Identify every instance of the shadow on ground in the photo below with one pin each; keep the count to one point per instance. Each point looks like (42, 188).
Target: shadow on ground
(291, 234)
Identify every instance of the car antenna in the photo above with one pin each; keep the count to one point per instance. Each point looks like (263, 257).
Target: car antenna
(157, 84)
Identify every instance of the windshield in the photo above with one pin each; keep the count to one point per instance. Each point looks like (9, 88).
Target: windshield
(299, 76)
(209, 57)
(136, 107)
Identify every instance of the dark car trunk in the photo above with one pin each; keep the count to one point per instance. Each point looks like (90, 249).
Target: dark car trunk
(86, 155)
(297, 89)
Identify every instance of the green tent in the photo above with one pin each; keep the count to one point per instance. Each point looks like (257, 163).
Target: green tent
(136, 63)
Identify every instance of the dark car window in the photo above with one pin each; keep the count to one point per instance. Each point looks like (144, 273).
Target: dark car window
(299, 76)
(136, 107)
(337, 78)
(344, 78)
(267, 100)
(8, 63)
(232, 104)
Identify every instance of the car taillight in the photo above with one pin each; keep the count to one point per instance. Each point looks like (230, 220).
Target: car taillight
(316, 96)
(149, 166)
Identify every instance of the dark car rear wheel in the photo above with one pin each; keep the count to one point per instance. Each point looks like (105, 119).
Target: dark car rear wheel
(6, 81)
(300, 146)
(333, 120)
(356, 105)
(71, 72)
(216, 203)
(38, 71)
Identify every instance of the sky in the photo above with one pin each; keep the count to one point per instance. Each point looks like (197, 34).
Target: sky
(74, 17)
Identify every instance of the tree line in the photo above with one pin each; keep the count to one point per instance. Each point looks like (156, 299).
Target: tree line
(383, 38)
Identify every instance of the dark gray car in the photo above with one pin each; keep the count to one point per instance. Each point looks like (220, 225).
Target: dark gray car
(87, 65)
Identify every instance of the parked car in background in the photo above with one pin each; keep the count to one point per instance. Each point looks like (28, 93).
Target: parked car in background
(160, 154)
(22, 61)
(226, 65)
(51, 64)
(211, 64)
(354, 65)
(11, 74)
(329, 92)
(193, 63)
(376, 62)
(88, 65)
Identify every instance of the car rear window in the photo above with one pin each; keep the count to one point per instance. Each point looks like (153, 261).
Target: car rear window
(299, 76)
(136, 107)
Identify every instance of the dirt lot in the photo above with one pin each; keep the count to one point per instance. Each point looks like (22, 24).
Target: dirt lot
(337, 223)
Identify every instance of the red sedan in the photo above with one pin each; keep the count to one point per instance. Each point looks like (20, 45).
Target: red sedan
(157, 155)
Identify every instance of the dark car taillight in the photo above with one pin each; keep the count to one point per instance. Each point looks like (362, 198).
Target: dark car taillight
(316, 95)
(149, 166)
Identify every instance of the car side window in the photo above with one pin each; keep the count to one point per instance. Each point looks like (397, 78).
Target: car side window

-*-*-

Take the line that contains "Identify every instance of the dirt" and each line after it down to the last of the records, and retype them exactly; add nothing else.

◆ Task solution
Identify every instance of the dirt lot in the photo above with one pin each; keep the count to one point per instance. Each point looks like (22, 24).
Target: dirt lot
(337, 223)
Identify every instance of the red sedan in the photo above with one pin each; keep the count to one point per instance. Each point looks like (20, 45).
Target: red sedan
(157, 155)
Identify every instance of the dark car taillight in the photo above with one pin each; keep the count to one point per instance. Each point looks like (362, 198).
Target: dark car taillight
(316, 95)
(149, 166)
Identify every instance of the car side window in the photo above with one pin each; keep the count to one point per instance. Each point looks like (397, 78).
Target: car side window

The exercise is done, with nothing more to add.